TEXT:
- - -
For starters, let me get the setup right. You have a Markov chain which is as follows : given some real numbers $a,b$, the Markov chain $U_i$ is on the state space $\{0,1\}$ , and has transition matrix equal to $$ P = \begin{pmatrix} 1-g(b) & g(b) \\ f(a) & 1-f(a) \end{pmatrix} $$ where the process being at $0$ at time $t$ is equivalent to the assertion that the singer did not perform on the $t$th day of the concert. Let $M_n$ be the "profit after $n$ days" defined by $$ M_n = (a+b)(U_0+\ldots+U_n) - nb $$ and we would like to study $M_n$.

Oh, and the singer is Miley Cyrus. And we are organizing the concert. Both of us. For the uninitiated, I will drop some references to some of her songs as I'm part of her free promotion as well. This answer is more about math and less about Miley, though.

For the sake of clarity , let's assume that we start looking at our profits from the first day Miley sings (is "on a roll?"), i.e. let $U_0 = 1$. If Miley is in a bad mood on the day we start looking at our profits, then $U_0=0$. Thankfully, in the limit the analysis is very similar, so it doesn't matter what Miley does on the "zeroth" day (Side Note : I'm starting the Markov Chain $U$ from time $0$ , so that $U_0$ is the beginning and not $U_1$. This is in accordance with Norris' "Markov Chains". Similarly, $M_0 = a$ as per the definition. The book is publicly available, see here. Of course, the change of time barely changes the analysis).


A summary of what's coming

We provide three different ways of looking at the result. Each has their positives and deficiencies, but each illustrates a principle that isn't seen in the other approaches.

  • The first uses convenient stopping times to show that the average profit , in the limit, can be interpreted as a ratio of sums of iid random variables. Therefore, we can use the strong law of large numbers alone to deduce what the average looks like (rather than the stronger Theorem $10.2$). It is a great technique for guessing what the limit can be.
- - -
DATA LINES:

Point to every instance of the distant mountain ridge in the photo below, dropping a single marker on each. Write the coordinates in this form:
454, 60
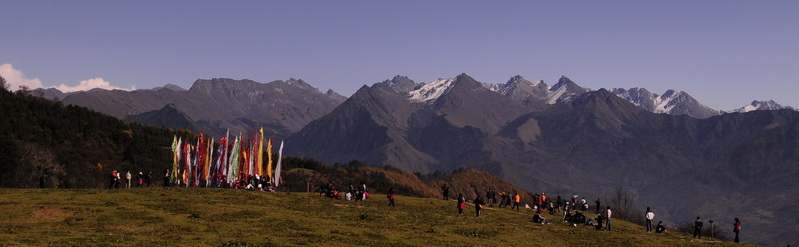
- - -
INSTRUCTION 1: In the Markov chain profit explanation, which book is followed in starting the chain at time 0?
INSTRUCTION 2: Extend the Markov chain profit explanation from the point where it stops.

TASK RESPONSE 1: Norris' "Markov Chains".

TASK RESPONSE 2:
  • The second uses Theorem $10.2$ in conjunction with the fact that the profit has a special structure, to deduce the limit rigorously, as well as provide intuition by borrowing the intuition of Theorem $10.2$.

  • The third approach uses the fact that invariant measures allow us to view the Markov chain and the associated profit as a sum of identically distributed random variables, which allows us to interpret the profit very comfortably.

Note : the short form "iid" refers to "independent and identically distributed" random variables.


Approach 1 : Where does the geometric random variable come from?

The geometric random variable arises from the "holding times" of the Markov chain at the states $0$ and $1$. These two combine to produce a sequence of "first return times" along which the profit functional behaves very regularly.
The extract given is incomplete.